_Task statement_
Write out again only the lines running from the one that contains "Practice. Pick out the white top" to the end of the records below, including both the first and the last.

>> start

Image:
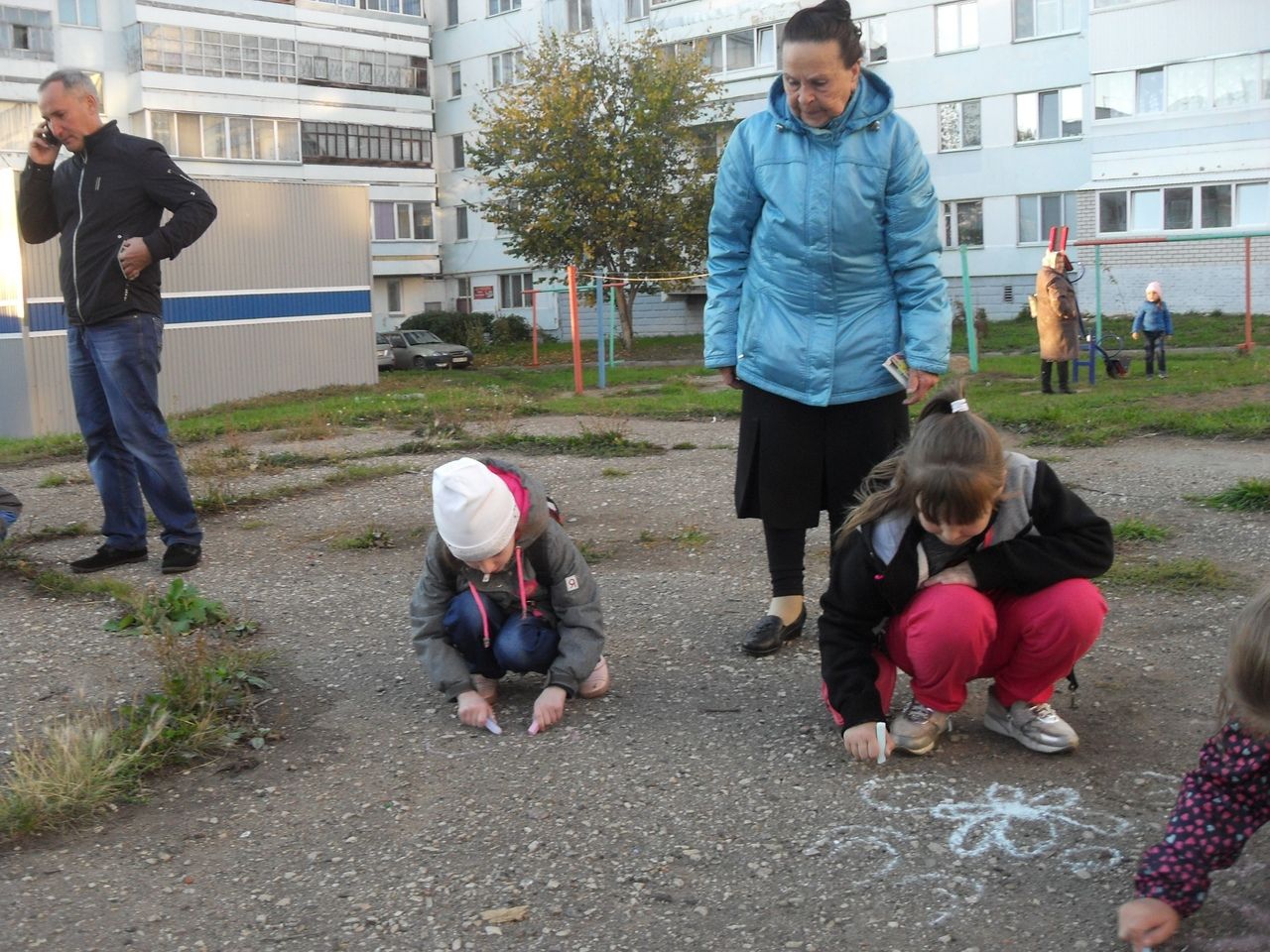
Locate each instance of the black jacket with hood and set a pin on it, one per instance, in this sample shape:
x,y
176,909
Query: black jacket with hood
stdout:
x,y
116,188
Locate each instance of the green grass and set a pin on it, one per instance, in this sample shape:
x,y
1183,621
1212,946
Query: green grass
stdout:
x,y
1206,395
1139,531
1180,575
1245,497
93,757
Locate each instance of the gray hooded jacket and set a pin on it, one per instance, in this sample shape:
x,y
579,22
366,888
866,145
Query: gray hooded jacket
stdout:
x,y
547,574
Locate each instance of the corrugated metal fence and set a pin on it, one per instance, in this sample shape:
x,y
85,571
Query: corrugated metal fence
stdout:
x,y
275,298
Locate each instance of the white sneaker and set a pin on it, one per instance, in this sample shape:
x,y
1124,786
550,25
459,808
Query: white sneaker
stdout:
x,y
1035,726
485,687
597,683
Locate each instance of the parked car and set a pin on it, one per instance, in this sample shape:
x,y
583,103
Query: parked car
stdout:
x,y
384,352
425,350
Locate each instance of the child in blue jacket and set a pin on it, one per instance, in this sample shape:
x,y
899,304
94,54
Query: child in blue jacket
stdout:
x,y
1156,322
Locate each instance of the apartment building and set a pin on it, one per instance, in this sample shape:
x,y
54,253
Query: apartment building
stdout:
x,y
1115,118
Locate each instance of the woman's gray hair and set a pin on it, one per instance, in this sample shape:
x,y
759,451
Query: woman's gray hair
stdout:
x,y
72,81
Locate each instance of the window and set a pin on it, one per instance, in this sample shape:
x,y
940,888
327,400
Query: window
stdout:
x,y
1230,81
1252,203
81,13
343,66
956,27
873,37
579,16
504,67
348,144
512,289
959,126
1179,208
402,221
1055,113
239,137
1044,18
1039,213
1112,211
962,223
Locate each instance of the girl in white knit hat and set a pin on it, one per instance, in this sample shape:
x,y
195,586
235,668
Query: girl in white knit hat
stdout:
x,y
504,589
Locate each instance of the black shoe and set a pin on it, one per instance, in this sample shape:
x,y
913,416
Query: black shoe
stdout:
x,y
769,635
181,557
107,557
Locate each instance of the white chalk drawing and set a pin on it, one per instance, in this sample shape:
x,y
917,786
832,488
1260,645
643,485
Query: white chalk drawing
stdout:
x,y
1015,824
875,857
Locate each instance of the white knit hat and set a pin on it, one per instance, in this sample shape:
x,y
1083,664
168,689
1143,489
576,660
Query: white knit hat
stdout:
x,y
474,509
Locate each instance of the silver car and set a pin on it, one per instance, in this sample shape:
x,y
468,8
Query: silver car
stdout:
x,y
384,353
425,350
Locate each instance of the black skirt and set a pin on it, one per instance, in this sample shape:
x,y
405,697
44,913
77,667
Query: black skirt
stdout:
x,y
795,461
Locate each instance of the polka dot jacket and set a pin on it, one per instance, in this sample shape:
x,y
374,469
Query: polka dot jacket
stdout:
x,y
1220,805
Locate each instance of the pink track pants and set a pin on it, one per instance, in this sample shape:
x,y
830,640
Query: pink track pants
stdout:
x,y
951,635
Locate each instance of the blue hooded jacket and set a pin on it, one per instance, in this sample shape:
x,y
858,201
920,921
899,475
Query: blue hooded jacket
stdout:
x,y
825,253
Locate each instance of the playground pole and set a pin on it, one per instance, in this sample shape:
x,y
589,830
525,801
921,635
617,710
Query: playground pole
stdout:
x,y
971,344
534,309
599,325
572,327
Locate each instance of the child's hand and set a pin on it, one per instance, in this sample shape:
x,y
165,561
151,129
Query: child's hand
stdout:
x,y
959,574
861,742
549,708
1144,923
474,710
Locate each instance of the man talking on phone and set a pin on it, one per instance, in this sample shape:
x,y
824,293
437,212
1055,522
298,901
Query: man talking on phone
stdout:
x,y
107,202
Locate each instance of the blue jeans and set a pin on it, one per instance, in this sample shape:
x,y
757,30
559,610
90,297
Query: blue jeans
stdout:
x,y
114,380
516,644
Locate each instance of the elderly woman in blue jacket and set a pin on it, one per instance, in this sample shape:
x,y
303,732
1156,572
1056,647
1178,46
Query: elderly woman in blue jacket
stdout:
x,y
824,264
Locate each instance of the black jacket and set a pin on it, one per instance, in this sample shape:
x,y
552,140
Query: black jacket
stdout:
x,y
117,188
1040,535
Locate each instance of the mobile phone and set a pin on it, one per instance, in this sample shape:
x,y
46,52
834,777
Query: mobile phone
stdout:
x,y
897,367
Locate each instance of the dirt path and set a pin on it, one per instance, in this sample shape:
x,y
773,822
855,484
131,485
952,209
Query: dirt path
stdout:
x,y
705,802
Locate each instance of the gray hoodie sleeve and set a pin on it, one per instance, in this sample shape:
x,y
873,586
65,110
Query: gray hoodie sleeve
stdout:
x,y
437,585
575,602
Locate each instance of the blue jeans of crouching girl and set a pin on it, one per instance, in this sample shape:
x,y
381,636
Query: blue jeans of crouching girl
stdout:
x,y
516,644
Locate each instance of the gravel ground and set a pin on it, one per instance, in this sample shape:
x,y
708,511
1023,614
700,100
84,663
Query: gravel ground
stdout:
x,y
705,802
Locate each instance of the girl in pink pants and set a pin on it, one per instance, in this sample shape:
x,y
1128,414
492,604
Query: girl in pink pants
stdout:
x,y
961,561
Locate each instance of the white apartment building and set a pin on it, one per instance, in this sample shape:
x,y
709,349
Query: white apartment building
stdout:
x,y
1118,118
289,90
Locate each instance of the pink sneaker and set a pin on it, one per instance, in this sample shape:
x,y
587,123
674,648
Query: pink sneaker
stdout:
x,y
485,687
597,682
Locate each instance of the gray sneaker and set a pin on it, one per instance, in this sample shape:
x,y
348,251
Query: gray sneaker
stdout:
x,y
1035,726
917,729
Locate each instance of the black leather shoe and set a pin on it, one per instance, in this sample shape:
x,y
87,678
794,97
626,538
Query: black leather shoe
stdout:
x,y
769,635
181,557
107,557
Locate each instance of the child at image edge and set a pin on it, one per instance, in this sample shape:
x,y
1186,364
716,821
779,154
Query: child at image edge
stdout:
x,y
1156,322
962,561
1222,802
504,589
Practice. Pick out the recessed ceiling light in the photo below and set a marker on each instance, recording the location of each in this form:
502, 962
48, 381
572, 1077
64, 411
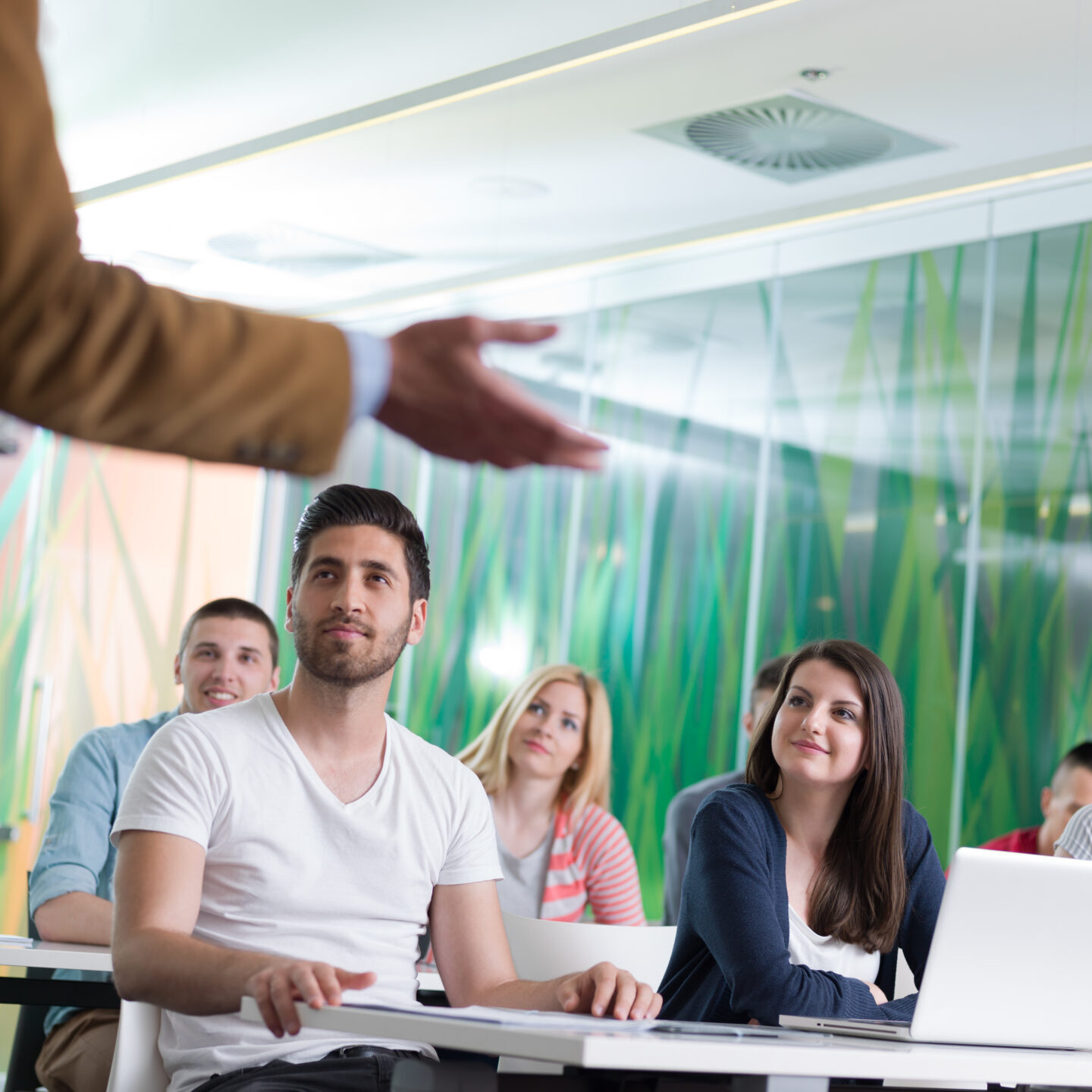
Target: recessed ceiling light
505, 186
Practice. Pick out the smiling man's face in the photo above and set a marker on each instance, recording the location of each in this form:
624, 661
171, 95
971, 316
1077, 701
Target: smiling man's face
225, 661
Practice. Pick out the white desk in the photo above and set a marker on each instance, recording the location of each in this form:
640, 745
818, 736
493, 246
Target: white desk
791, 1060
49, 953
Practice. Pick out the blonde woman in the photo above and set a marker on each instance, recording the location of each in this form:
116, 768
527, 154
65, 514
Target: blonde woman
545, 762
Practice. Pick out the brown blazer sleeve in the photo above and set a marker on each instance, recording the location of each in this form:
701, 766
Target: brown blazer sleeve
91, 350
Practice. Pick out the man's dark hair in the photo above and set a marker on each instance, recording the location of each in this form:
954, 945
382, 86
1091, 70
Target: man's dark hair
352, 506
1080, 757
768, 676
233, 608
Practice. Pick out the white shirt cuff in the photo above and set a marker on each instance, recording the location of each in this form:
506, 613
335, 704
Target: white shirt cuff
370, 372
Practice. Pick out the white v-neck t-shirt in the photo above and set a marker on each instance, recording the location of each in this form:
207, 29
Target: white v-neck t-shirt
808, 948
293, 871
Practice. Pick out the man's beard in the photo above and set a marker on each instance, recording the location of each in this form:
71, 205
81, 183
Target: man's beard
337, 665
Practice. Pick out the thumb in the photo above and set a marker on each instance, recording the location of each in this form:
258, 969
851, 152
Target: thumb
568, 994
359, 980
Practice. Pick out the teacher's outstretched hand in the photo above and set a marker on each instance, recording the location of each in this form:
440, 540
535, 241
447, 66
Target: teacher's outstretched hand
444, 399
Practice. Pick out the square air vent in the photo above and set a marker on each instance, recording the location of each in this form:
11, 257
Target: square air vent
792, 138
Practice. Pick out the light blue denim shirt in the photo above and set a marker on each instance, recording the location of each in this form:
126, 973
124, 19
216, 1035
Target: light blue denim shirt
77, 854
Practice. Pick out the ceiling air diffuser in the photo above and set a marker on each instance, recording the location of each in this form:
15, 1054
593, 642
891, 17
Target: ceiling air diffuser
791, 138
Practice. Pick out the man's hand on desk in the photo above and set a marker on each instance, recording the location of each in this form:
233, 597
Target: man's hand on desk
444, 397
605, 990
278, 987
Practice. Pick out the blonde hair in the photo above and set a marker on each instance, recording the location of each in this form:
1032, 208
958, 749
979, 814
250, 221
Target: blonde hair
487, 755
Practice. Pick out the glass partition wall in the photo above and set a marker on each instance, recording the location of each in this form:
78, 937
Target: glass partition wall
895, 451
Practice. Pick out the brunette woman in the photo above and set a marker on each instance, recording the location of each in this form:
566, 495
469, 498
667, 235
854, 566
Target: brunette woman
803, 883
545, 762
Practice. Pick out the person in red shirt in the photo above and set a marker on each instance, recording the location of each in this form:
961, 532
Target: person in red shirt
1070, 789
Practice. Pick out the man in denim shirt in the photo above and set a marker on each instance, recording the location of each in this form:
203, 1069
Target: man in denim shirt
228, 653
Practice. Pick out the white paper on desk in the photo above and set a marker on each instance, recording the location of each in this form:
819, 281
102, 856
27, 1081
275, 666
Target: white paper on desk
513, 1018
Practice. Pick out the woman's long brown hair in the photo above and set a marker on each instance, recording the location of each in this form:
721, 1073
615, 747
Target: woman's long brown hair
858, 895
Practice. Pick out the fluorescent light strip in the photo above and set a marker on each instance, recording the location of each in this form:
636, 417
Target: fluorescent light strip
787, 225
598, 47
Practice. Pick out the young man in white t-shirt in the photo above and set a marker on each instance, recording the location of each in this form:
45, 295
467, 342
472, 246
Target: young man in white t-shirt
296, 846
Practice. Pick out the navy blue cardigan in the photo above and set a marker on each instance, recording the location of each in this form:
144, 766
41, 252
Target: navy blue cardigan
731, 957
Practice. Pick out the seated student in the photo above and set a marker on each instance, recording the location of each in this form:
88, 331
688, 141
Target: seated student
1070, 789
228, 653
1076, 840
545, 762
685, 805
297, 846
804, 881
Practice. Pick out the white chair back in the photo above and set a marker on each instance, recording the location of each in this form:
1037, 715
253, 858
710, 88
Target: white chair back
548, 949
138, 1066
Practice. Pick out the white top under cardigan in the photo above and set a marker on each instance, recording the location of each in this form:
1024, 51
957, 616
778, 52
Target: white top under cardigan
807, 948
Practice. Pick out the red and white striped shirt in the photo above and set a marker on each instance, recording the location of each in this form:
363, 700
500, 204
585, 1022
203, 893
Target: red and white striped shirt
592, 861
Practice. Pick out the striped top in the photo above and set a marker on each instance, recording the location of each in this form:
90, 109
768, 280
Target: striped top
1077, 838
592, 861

>> end

_Right answer_
Practice. Pick out the white top under cardigan in the photo above and set a marker on each instance, recording the location of each in this form:
1024, 51
957, 616
778, 52
Target: white top under cardigan
807, 948
Practice. Pick out the red and white striped shirt in the photo above and set a marker on each instance, recording the location of each in this form:
363, 700
500, 204
585, 1022
203, 893
Target: red and white striped shirt
592, 861
Practice. Pick out the striped top in the photo above and set a marker on each instance, recording the location of each in this form:
90, 109
768, 280
Target: striped top
1077, 838
592, 861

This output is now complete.